* Work instructions
Copy every entry below, substituting "snug bounding box" for "tight rectangular region" and changing nothing else. Leave the pictures out of your copy.

==== The records

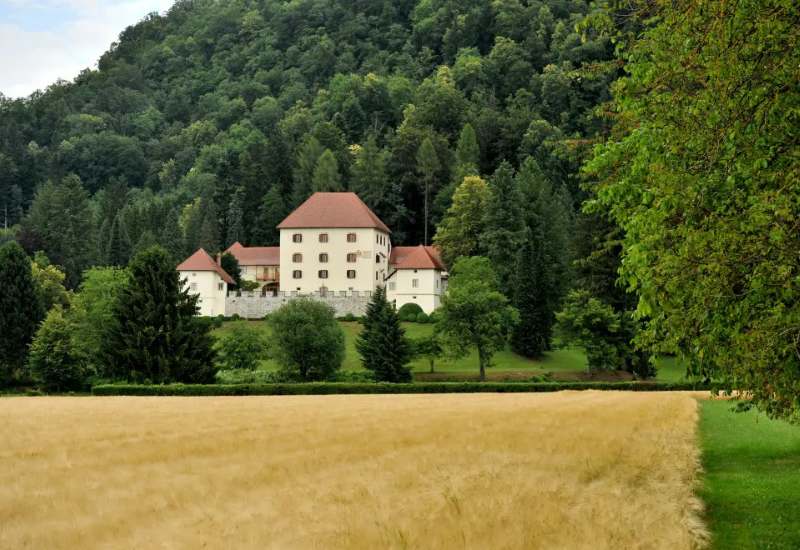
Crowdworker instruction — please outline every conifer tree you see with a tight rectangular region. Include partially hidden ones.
[311,149,343,193]
[350,136,388,210]
[433,176,490,266]
[161,209,186,262]
[417,138,442,246]
[0,241,44,385]
[511,228,556,358]
[106,214,133,267]
[225,192,245,248]
[104,247,216,384]
[292,136,324,206]
[481,162,525,297]
[356,286,414,382]
[251,185,288,246]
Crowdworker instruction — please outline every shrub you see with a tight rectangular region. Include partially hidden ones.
[397,302,422,319]
[269,299,345,381]
[92,382,709,396]
[214,326,267,370]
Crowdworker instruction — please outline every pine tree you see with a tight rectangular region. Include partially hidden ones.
[161,209,186,262]
[106,214,133,267]
[481,162,525,297]
[292,136,324,206]
[104,247,216,384]
[251,185,288,246]
[350,136,388,210]
[356,286,413,382]
[0,241,44,385]
[511,228,555,358]
[433,176,490,266]
[311,149,343,193]
[417,138,442,246]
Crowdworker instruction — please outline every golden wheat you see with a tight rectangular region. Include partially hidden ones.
[0,392,702,549]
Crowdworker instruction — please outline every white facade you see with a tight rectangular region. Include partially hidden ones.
[179,271,228,317]
[386,269,447,314]
[280,227,391,295]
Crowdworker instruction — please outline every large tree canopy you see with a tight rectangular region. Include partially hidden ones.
[589,0,800,420]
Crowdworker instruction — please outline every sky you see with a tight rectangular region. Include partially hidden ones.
[0,0,174,98]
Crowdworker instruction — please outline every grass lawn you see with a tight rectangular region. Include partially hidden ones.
[700,401,800,550]
[214,321,683,382]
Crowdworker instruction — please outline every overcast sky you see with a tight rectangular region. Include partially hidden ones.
[0,0,174,97]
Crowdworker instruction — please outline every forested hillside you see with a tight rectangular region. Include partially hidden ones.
[0,0,613,285]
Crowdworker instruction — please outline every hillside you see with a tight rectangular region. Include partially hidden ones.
[0,0,613,283]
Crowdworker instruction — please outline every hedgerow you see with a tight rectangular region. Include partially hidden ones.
[92,382,709,396]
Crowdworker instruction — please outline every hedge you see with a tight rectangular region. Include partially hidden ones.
[92,382,709,396]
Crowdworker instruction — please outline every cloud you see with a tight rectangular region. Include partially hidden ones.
[0,0,173,97]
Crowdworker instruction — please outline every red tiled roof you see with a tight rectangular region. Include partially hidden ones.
[278,193,391,233]
[175,248,236,285]
[225,242,281,265]
[389,245,447,271]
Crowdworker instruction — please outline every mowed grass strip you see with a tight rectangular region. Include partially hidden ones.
[0,392,702,549]
[700,401,800,550]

========

* Exercise answer
Crowdworker instruction — please outline every conifer tree you see with a snug bounding box. Include partially hidden ones.
[311,149,343,193]
[350,136,388,210]
[433,176,490,266]
[161,209,186,262]
[417,138,442,246]
[0,241,44,385]
[511,228,556,358]
[106,214,133,267]
[225,192,245,248]
[104,247,216,384]
[292,136,324,206]
[481,162,525,297]
[356,286,414,382]
[251,185,288,246]
Crowdworker instruction — please outline every shrub you see with a snug bounding box. Include partially hidden ones.
[397,302,422,319]
[269,299,345,381]
[92,382,709,396]
[214,326,267,370]
Crowdworker instruction — please outline every pine tree you see with a snug bounding box. Include partially hidden ones.
[161,209,186,262]
[106,214,133,267]
[481,162,525,297]
[292,136,324,206]
[104,247,216,384]
[251,185,288,246]
[350,136,388,210]
[356,286,413,382]
[0,241,44,385]
[511,228,555,358]
[433,176,490,266]
[311,149,343,193]
[417,138,442,246]
Crowdworker instruction — please outline every golden wheat you see with a snug bounding box. Include partially hidden ones.
[0,392,702,549]
Crowdworker instruction — please outline every white facade you see with a snug bounding box. Include partially hidden ones.
[179,271,228,317]
[386,269,447,314]
[280,227,391,295]
Crowdworker instruction — please outline every large tree canopy you see with a snug bounding box. Include partially hidden ones.
[589,0,800,420]
Crowdworker instruction — please outline every sky you see with a snug bounding box. Include partially hidden ones.
[0,0,174,98]
Crowdworker instruction — please outline every grass lawn you see with a snug bounding box. Include partially hidden ones.
[700,401,800,550]
[214,321,683,382]
Crowdworker instruction — please outline every overcast sky you see with a snug bounding box. Include partially hidden ones.
[0,0,174,97]
Crowdworker instruction — please outline every forested hillside you see with a snug bounding box. Include partially hidden ones.
[0,0,613,285]
Crowdworker instruction — please outline every hillside you see with a snug bounding box. Include partially hidden ones.
[0,0,613,283]
Crowdworker instruction — please outline every hedgerow you see with a snug bounding box. Include partially hidden ones.
[92,382,709,396]
Crowdworker instruction — please outline every hedge you see with a snug bounding box. Include partially hidden ones.
[92,382,709,396]
Crowdworker instruction — please outline every cloud you see with a snug bounding box. Include partially hidden ones.
[0,0,173,97]
Crowdworker instruction — please outline every red tiled roof you see with a snug bounding box. Include partially hidden ones.
[278,193,391,233]
[175,248,236,285]
[225,242,281,265]
[389,245,447,271]
Crowdworker instruction — please outline every mowed grass strip you see with a snug bounding box. Include partially hidden ones.
[0,392,702,549]
[700,401,800,550]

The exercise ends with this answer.